*** Excerpted records ***
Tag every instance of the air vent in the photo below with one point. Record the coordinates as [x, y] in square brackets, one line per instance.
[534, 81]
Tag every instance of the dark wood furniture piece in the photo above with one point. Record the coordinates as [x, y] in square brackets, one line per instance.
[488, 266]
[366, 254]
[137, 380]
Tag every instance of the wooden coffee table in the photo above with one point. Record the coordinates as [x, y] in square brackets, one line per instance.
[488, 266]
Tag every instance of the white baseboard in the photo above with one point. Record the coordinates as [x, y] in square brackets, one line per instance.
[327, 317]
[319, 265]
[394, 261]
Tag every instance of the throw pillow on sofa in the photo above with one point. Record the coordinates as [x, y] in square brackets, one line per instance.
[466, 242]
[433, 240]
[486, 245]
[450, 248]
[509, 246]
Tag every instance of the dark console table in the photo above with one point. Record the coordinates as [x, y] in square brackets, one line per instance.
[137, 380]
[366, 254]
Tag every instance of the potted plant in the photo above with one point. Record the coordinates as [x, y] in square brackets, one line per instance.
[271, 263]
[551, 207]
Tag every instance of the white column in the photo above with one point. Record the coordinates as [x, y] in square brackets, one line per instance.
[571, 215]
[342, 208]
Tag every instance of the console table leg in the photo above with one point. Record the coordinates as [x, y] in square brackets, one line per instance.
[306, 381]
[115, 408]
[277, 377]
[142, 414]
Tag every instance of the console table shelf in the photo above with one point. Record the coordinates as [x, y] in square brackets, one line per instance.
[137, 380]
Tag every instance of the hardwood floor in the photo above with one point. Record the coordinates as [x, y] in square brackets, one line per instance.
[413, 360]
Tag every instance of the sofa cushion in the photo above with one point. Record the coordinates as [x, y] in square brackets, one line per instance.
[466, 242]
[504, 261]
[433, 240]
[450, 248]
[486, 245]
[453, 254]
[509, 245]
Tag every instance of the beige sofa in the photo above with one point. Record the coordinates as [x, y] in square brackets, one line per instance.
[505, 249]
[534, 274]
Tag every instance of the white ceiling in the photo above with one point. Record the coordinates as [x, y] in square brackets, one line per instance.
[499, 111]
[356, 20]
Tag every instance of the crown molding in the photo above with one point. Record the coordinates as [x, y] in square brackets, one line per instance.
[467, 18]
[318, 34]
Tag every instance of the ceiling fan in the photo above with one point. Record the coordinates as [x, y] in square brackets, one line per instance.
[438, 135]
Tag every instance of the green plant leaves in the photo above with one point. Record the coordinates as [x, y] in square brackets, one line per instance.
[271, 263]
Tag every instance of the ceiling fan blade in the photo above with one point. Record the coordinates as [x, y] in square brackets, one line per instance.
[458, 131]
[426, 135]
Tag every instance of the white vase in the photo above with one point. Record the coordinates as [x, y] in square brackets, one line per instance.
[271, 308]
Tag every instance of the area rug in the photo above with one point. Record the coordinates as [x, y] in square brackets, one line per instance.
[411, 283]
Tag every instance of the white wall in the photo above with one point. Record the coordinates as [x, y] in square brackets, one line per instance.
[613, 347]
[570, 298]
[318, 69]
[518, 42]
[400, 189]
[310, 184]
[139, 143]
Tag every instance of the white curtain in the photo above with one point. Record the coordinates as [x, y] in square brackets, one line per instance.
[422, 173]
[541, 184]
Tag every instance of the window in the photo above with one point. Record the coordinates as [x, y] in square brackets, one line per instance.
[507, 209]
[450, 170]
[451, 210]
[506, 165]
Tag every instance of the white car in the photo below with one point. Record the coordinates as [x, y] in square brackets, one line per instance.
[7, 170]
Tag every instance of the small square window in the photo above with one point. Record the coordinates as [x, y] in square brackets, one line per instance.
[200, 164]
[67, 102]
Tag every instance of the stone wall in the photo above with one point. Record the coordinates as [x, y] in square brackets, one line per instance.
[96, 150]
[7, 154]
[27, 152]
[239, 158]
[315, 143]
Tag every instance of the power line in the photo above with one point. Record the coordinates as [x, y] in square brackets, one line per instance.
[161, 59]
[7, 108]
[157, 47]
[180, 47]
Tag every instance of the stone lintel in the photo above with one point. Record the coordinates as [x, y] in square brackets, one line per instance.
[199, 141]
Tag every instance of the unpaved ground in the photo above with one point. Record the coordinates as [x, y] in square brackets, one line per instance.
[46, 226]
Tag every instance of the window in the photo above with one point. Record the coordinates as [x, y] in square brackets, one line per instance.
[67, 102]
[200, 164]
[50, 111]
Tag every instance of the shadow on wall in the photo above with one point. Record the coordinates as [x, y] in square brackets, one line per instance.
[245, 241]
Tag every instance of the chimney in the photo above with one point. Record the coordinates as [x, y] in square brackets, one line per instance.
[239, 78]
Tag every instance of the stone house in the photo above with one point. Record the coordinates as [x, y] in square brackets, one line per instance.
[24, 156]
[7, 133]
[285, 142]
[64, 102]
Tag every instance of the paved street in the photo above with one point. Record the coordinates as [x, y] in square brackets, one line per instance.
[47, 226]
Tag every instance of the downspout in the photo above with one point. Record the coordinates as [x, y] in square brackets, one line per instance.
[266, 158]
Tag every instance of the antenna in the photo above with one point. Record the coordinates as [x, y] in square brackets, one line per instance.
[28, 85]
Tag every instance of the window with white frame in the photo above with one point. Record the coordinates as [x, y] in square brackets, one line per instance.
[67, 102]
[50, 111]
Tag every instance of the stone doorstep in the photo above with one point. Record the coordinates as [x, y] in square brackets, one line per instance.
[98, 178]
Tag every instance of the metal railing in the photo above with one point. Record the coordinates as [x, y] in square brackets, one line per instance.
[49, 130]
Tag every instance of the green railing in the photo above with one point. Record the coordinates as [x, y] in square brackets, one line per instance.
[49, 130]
***
Aim of the task: Please copy all of the data above word for word, with every line in its original order.

Result of this exercise:
Tag every instance of the air vent in the photo below with one point. Record the coordinates as [x, y] in square brackets, one line per instance.
[534, 81]
Tag every instance of the dark wood furniture piece in the photo above with one point. Record the coordinates as [x, y] in square brackets, one line per instance.
[488, 266]
[366, 254]
[137, 380]
Tag every instance of the wooden coffee table in the photo above with one point. Record the coordinates as [x, y] in square brackets, one line per instance.
[488, 266]
Tag every instance of the white baseboard in the photo above with one point. Record the coordinates as [x, y] in square brackets, one line per instance.
[327, 317]
[319, 265]
[394, 261]
Tag every instance of the throw pillow on sofa in the photo above with one point. Record the coordinates as [x, y] in square brackets, one line per instance.
[466, 242]
[433, 240]
[486, 245]
[450, 248]
[509, 246]
Tag every instance of the dark console table in the photo above with one point. Record the coordinates as [x, y] in square brackets, one line per instance.
[137, 380]
[366, 254]
Tag every instance of the potted plant in the photo above with one point. Record the coordinates as [x, y] in square brackets, one line per instance.
[271, 263]
[551, 207]
Tag every instance of the white column in the photo above with one point. Record the coordinates as [x, y] in square brackets, one line per instance.
[571, 215]
[342, 208]
Tag every instance of the console table leg in the photo above with one point. Record the coordinates as [x, y] in square brackets, one line per instance.
[306, 381]
[115, 408]
[277, 377]
[142, 414]
Tag every instance of the console table shelf in the photo above with one point. Record the coordinates as [x, y] in square brackets, one line per instance.
[137, 380]
Tag every instance of the hardwood floor in the photo above with one point. Record the coordinates as [x, y] in square brackets, one line per instance.
[413, 360]
Tag every instance of the sofa cushion in the photo above with one point. Record the coordinates as [x, y] in square brackets, one line per instance.
[466, 242]
[504, 261]
[433, 240]
[450, 248]
[486, 245]
[453, 254]
[509, 245]
Tag every instance of the beige sofa in the photo above with one point. Record the coordinates as [x, y] in square brackets, one line per instance.
[505, 249]
[534, 274]
Tag every instance of the white ceiling in the photo above with one point. Record the coordinates as [x, y] in square brackets, one line per instance.
[499, 111]
[356, 20]
Tag every instance of the crown molding in the photo above with one point. Record the coordinates as [x, y] in square brackets, one line per instance.
[467, 18]
[318, 34]
Tag every instance of the ceiling fan in the photo above with one point. Record the coordinates as [x, y] in square brackets, one line per instance.
[438, 135]
Tag every instance of the green plant leaves in the photo above with one point. Record the coordinates as [x, y] in square brackets, one line per instance.
[271, 263]
Tag every instance of the ceiling fan blade in the photo above with one point. Record the coordinates as [x, y] in square brackets, one line per instance.
[458, 131]
[426, 135]
Tag every instance of the white vase in the photo above with one point. Record the coordinates as [x, y] in square brackets, one line per instance.
[271, 308]
Tag every instance of the area rug in the photo above with one point. Record the coordinates as [x, y] in square brackets, one line per instance.
[411, 283]
Tag every instance of the white wall in the photo above with one point. Record the coordinates as [x, y] in square brackets, one line per instance.
[613, 347]
[570, 298]
[318, 69]
[518, 42]
[400, 189]
[310, 184]
[139, 143]
Tag every instance of the white curtain in the photo above with one point. Record the coordinates as [x, y] in square brackets, one line per instance.
[422, 173]
[541, 184]
Tag every instance of the window in the photo above with one point. Record the coordinates as [x, y] in square brackets, one line per instance.
[507, 209]
[450, 170]
[451, 210]
[506, 165]
Tag every instance of the white car in the photo below with one point. Record the coordinates as [x, y] in square brackets, one line per instance.
[7, 170]
Tag every instance of the small square window in the photo above with one point. Record the coordinates as [x, y] in square brackets, one line per instance.
[200, 164]
[67, 102]
Tag every instance of the stone wall in the photo above with one point. Record the coordinates as [x, y] in square brackets, one line per instance.
[96, 150]
[7, 154]
[27, 152]
[239, 158]
[315, 143]
Tag every instance of the power line in the photo above with one point. Record the coordinates as [x, y] in square brackets, one line per instance.
[161, 59]
[7, 108]
[157, 47]
[180, 47]
Tag every instance of the stone lintel in the photo above with one point. Record the coordinates as [x, y] in square brackets, one line per instance.
[199, 141]
Tag every instance of the unpaved ground in the photo above with one point. Record the coordinates as [x, y] in square brackets, one line per instance.
[46, 226]
Tag every instance of the window in the photo above with one point. Record the coordinates as [x, y] in square brackets, one line per instance.
[67, 102]
[200, 164]
[50, 111]
Tag every instance of the shadow on wall in the photo above with one point. Record the coordinates as [x, y] in square brackets, one line per instance.
[245, 241]
Tag every instance of the chimney in the photo above with one point. Record the coordinates as [x, y] in square brackets, one line per instance.
[239, 78]
Tag every instance of the stone house in the photo above with one point. Record the coordinates as [x, y] in square brackets, one line per instance.
[24, 156]
[7, 133]
[285, 142]
[64, 102]
Tag every instance of the paved street in the photo above with one point. Record the coordinates as [x, y] in square brackets, one line per instance.
[47, 226]
Tag every instance of the downspout in the photo above with one point. Record the coordinates as [x, y] in square brackets, one line per instance.
[266, 158]
Tag every instance of the antenna in the photo above with one point. Record the coordinates as [x, y] in square brackets, one line per instance.
[28, 85]
Tag every instance of the window with white frame in the photo above with one point. Record the coordinates as [x, y] in square brackets, one line per instance.
[67, 102]
[50, 111]
Tag every instance of the stone doorstep in the photo above with one point. Record the coordinates as [x, y] in square brackets, one line per instance.
[98, 178]
Tag every instance of the metal railing in the photo above with one point. Record the coordinates as [x, y] in square brackets, one line per instance.
[49, 130]
Tag every instance of the green railing in the photo above with one point. Record the coordinates as [x, y] in square brackets, one line per instance.
[49, 130]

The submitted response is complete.